● 読解文

鉛フリーはんだ技術や短納期フレキ基板に注目が集まる ――インターネプコン ワールド 2005

福田 昭

tag: 組み込み

レポート 2005年1月23日

 実装技術関連の展示会「インターネプコン ワールド JAPAN 2005」が2005年1月19日~21日に東京ビッグサイトで開催された.これは,電子機器製造用装置・部品・材料の展示会「インターネプコン・ジャパン」(写真1),検査用装置・部品の展示会「エレクトロテスト・ジャパン」,半導体パッケージ用装置・材料・部品の展示会「半導体パッケージング技術展」,プリント基板の展示会「プリント配線板EXPO」,電子部品の展示会「国際 電子部品商談展」,光通信用装置・材料の展示会「ファイバーオプティクスEXPO」で構成される合同展示会である.

 出展社数は過去最多の1,000社に達する.鉛フリーはんだ付け技術や短納期フレキシブル・プリント基板などの展示が来場者の注目を集めた.

p1.jpg
[写真1] インターネプコン ワールド JAPAN 2005の会場
2005年1月19日~21日に東京ビッグサイト(東京都江東区)で開催された.

●鉛フリーはんだ付け技術が普及期に

 ボードの実装技術でもっとも大きな課題は,鉛フリーはんだ付け(鉛を省いたはんだ合金を使ったはんだ付け)である.これは,2006年7月から欧州で実施される有害物質使用規制(WEEE/RoHS規制)に鉛が含まれているからだ.1990年代後半から今日に至るまで,実装技術分野で最大の課題は,はんだの鉛フリー化であり続けた.その理由は,はんだ付けシステムを根本から見直す必要がある一大変革だったからだ.

 それでも最近では開発が進み,鉛フリーはんだを採用した機器が急速に増えている.過去に普及していた鉛入りはんだ(すず鉛(Sn-Pb)共晶はんだ)を置き換えつつある.日本のエレクトロニクス・メーカが販売している民生機器では,鉛フリーはんだで組み立てた製品を見かけることは珍しくない.例えば,はんだメーカの日本アルミットは,同社の鉛フリーはんだが使われた機器を数多く展示してみせた(写真2)

p2.jpg
[写真2] 鉛フリーはんだを採用した機器が勢ぞろい
日系の電子機器メーカが民生用機器の製造に鉛フリーはんだを使うことは,もはや珍しくなくなっている.日本アルミットはDVDドライブ,電子手帳,ヘッドホン,スピーカ,光ピックアップ,ラベル・プリンタ,耳式体温計,ビデオ・カメラ,携帯電話機,携帯型CDプレーヤなどの例を展示してみせた.

● 作業指示
1. 展示会レポートで、インターネプコン ワールド JAPAN 2005を構成する展示会として挙げられている名称をすべて書き出してください。
2. 展示会レポートの最後の文の後に続く文章を書いてください。

● 提供資料
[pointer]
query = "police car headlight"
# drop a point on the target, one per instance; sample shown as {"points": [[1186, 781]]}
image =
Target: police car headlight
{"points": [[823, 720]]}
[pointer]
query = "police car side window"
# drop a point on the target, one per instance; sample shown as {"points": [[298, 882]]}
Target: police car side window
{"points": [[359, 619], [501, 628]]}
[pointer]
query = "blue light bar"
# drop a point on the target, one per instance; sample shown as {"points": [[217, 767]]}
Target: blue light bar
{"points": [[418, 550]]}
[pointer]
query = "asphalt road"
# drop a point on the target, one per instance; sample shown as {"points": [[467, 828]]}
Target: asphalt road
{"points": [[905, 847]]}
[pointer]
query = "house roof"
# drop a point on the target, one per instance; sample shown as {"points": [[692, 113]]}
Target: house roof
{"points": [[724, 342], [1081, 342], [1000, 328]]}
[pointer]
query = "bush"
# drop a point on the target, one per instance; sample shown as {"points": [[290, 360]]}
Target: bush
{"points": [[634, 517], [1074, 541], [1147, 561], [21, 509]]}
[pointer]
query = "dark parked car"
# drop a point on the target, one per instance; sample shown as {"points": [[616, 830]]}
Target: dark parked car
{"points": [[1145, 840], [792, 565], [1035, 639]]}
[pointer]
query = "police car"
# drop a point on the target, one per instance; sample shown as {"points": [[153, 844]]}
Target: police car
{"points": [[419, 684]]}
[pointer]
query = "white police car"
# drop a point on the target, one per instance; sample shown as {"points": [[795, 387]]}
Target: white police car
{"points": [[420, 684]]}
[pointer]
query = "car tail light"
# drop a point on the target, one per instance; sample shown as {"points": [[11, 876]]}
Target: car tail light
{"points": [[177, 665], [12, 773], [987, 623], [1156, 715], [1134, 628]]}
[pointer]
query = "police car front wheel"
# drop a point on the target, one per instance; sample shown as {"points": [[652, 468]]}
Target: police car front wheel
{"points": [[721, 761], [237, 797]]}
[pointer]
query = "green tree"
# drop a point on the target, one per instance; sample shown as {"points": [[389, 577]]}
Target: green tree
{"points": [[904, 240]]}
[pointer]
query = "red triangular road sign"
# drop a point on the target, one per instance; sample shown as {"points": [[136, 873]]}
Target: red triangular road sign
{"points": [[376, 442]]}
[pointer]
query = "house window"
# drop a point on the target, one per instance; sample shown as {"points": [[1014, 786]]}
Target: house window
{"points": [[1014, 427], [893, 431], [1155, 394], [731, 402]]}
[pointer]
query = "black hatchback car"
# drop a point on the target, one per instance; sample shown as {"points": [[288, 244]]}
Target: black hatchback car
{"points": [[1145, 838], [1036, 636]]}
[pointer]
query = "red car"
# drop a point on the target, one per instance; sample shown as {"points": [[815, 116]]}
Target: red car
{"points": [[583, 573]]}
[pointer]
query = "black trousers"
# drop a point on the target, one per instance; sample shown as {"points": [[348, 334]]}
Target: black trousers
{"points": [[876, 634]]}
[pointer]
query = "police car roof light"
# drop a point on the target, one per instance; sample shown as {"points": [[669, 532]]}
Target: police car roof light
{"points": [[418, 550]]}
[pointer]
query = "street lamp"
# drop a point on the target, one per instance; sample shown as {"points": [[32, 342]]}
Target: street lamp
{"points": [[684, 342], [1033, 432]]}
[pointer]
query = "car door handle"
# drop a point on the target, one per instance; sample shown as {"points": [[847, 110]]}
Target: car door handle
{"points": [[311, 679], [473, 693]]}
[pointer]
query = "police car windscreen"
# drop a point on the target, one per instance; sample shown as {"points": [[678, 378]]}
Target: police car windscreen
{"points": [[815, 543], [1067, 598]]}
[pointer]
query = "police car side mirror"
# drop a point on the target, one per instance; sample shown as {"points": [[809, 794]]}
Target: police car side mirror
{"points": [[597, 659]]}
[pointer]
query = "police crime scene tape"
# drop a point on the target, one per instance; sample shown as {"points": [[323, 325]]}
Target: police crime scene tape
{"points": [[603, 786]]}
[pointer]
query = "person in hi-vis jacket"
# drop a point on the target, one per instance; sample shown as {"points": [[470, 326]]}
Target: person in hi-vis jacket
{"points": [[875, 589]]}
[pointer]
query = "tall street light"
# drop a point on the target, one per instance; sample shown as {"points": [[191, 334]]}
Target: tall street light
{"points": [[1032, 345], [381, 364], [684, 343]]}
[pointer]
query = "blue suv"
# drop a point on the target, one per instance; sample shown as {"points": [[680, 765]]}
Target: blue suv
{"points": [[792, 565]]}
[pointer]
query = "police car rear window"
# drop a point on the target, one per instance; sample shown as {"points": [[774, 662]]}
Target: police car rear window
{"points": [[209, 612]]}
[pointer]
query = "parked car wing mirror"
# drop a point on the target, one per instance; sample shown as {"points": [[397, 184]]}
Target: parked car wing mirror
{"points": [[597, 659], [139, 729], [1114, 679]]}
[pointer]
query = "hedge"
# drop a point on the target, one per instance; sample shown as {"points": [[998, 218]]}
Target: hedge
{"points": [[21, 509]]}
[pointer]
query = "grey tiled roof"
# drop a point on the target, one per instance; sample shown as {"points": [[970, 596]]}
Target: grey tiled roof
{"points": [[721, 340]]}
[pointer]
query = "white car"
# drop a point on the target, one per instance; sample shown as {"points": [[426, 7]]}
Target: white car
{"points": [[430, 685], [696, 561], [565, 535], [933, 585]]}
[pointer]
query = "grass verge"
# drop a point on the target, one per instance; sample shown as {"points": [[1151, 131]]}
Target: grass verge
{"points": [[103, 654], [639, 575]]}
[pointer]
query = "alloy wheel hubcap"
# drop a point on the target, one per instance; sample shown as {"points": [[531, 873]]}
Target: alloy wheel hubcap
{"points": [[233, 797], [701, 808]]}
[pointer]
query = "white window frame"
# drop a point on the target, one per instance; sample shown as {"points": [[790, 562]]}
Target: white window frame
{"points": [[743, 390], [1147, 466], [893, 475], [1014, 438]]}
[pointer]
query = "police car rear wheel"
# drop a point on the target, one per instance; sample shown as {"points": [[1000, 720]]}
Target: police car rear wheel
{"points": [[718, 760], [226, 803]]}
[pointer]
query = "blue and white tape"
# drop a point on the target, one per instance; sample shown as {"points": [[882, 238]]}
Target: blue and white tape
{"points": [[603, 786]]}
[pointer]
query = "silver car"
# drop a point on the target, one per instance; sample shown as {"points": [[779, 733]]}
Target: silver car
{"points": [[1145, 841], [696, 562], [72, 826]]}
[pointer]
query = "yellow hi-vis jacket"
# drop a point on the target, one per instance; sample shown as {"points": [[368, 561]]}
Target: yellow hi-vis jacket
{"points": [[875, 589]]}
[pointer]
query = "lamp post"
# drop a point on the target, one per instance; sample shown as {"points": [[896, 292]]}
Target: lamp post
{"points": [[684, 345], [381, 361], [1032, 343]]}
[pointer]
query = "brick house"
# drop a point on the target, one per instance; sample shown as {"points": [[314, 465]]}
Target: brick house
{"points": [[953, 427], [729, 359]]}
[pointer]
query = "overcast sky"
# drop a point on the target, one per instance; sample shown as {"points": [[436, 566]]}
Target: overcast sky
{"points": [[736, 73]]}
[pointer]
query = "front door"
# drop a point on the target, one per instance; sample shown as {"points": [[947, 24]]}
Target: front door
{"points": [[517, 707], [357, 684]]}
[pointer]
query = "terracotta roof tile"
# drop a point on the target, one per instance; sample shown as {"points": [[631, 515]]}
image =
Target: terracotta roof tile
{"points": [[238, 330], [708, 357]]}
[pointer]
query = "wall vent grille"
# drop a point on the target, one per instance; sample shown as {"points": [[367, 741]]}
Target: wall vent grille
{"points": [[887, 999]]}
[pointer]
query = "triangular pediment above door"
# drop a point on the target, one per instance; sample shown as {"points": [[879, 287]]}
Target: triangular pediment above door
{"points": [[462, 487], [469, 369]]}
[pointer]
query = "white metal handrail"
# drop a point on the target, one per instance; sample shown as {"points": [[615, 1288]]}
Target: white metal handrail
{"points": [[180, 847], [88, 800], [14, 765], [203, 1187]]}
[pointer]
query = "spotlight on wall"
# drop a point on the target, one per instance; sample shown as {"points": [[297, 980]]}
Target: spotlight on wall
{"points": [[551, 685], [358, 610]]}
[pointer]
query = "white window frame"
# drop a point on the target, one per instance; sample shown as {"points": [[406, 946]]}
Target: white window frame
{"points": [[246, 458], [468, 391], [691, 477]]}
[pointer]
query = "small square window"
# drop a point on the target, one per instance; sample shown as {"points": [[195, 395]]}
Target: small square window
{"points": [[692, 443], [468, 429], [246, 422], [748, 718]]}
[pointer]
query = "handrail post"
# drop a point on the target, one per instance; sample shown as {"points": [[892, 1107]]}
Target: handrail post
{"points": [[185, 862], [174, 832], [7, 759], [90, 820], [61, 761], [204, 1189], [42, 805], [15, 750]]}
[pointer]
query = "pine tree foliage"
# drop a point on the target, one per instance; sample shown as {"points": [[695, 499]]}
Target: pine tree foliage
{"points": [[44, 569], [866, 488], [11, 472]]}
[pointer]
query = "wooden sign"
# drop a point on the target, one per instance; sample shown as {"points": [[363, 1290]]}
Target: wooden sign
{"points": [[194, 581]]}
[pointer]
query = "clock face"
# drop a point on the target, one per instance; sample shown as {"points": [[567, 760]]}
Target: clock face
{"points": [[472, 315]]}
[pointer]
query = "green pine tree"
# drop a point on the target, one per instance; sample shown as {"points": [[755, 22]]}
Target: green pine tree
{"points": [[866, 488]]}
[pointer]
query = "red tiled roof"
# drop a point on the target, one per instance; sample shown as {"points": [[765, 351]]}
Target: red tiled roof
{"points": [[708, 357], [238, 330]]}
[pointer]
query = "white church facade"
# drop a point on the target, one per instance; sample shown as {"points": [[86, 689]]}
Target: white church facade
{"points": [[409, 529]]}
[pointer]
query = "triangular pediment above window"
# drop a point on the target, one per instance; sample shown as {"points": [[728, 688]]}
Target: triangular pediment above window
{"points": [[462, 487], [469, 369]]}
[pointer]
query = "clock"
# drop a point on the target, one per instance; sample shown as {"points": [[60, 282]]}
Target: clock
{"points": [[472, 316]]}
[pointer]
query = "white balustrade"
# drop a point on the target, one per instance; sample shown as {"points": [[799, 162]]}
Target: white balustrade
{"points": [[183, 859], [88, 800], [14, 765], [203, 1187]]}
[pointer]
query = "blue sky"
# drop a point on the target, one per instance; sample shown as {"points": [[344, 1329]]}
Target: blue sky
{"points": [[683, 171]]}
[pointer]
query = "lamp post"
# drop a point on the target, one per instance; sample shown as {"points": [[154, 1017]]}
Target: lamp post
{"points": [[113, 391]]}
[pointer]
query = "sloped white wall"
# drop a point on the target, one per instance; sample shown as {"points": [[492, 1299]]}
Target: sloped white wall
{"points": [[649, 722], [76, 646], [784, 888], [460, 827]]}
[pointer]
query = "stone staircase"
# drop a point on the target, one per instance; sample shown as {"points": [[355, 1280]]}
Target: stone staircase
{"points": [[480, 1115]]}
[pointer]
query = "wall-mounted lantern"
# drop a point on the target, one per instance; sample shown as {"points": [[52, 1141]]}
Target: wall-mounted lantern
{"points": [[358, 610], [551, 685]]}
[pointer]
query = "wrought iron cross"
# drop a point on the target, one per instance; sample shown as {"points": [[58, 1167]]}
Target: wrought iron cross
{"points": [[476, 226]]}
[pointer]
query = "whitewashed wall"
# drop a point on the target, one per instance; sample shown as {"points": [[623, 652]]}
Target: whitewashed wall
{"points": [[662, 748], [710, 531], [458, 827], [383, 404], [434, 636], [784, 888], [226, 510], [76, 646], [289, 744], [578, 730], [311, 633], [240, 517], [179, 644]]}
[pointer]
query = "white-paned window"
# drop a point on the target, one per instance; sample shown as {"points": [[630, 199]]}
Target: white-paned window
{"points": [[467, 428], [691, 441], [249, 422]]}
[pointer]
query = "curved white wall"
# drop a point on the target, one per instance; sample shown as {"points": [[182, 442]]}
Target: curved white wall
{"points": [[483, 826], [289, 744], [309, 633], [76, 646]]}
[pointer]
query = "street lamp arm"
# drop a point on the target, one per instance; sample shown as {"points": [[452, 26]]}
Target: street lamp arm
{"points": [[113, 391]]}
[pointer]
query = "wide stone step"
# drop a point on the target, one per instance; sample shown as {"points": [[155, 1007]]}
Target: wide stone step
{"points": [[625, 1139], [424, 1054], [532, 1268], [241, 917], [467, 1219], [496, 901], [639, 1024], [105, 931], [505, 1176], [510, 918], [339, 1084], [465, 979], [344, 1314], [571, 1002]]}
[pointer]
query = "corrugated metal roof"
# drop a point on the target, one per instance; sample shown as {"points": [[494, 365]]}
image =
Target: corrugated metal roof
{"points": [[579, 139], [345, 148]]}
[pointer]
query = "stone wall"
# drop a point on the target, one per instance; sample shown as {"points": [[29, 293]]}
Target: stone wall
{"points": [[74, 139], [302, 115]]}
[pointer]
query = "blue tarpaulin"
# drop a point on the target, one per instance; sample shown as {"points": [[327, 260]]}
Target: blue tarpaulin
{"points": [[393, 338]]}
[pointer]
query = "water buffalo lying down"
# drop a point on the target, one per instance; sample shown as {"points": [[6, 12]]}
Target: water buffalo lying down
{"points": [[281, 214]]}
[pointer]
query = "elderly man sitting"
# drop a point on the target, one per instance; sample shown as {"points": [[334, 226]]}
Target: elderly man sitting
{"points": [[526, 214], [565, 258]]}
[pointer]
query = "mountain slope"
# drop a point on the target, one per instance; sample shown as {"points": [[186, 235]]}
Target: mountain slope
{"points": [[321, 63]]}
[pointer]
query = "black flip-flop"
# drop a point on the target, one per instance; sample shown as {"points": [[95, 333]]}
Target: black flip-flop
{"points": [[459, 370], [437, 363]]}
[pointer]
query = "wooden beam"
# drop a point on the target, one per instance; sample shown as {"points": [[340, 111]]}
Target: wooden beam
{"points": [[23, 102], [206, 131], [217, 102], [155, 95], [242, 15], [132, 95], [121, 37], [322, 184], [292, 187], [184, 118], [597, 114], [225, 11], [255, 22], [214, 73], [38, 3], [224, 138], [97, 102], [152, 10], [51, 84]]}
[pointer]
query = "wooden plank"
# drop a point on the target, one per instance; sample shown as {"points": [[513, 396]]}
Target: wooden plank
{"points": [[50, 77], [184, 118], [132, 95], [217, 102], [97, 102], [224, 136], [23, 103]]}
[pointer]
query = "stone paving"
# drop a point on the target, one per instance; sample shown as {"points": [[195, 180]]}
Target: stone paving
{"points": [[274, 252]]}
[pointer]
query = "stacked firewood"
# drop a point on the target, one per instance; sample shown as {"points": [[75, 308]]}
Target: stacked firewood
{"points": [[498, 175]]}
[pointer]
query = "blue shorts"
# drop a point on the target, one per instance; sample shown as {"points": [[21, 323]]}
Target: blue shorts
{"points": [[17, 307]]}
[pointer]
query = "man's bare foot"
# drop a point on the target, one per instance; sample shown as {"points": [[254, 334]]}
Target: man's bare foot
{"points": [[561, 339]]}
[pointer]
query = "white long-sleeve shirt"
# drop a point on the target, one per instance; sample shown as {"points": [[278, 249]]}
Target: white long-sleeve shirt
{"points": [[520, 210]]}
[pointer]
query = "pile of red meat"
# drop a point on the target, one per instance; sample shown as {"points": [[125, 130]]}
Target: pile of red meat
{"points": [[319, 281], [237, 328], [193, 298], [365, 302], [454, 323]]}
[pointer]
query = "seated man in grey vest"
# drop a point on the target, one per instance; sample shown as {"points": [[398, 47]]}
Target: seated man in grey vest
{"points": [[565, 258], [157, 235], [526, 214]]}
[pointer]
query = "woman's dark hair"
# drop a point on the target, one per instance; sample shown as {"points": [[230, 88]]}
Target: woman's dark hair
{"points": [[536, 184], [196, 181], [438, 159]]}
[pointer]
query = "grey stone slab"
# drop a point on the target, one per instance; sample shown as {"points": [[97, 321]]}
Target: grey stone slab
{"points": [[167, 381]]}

● 作業結果
1.
インターネプコン・ジャパン
エレクトロテスト・ジャパン
半導体パッケージング技術展
プリント配線板EXPO
国際 電子部品商談展
ファイバーオプティクスEXPO

2.
●トヨタ自動車が鉛フリーはんだを使って試験生産

 かつてはインターネプコン・ジャパンの会場から,鉛フリー化を「早くなんとかしなければいけない」という焦燥感が感じられた.今年の会場には,問題を抱えながらも鉛フリー化が着実に進んでいるという,落ち着いた雰囲気が漂っていた.さらには民生用機器だけでなく,高い信頼性を要求する産業用機器に鉛フリーはんだが普及し始めたことがうかがえた.

 例えばトヨタ自動車は,車載機器のボードに鉛フリーはんだを採用し,試験的に生産を始めた(写真3写真4写真5).出展したはんだメーカ(大豊工業荒川化学工業ソルダーコートの共同出展)によると,2006年には本格的な採用を考えているという.

p3.jpg
[写真3] 車載機器に鉛フリーはんだを採用
トヨタ自動車が採用したことをアピールしていた.大豊工業,荒川化学工業,ソルダーコートの共同展示.

p4.jpg
[写真4] トヨタ自動車が車載機器のボードに採用した鉛フリーはんだの仕様
すず銀銅(Sn-3.0Ag-0.5Cu)系はんだペーストである.このため溶融温度は217~221℃と,すず鉛共晶はんだの183℃に比べて高い.大豊工業,荒川化学工業,ソルダーコートの共同展示.

p5.jpg
[写真5] 鉛フリーはんだで組み立てた車載機器用ボードの例
EFI(electronic fuel injection)制御用基板である.このほか,エア・サスペンション用基板やモータ・ドライバ用基板,エア・バック制御用基板などの実物を展示していた.いずれもリフロはんだ付け.大豊工業,荒川化学工業,ソルダーコートの共同展示.

 また,はんだメーカである日本スペリアは,同社の鉛フリーはんだを採用した船舶用GPS基板の実物を展示していた(写真6).1,000サイクルの温度サイクルを与えた後でも,さまざまな信頼性試験に耐えたことをアピールした.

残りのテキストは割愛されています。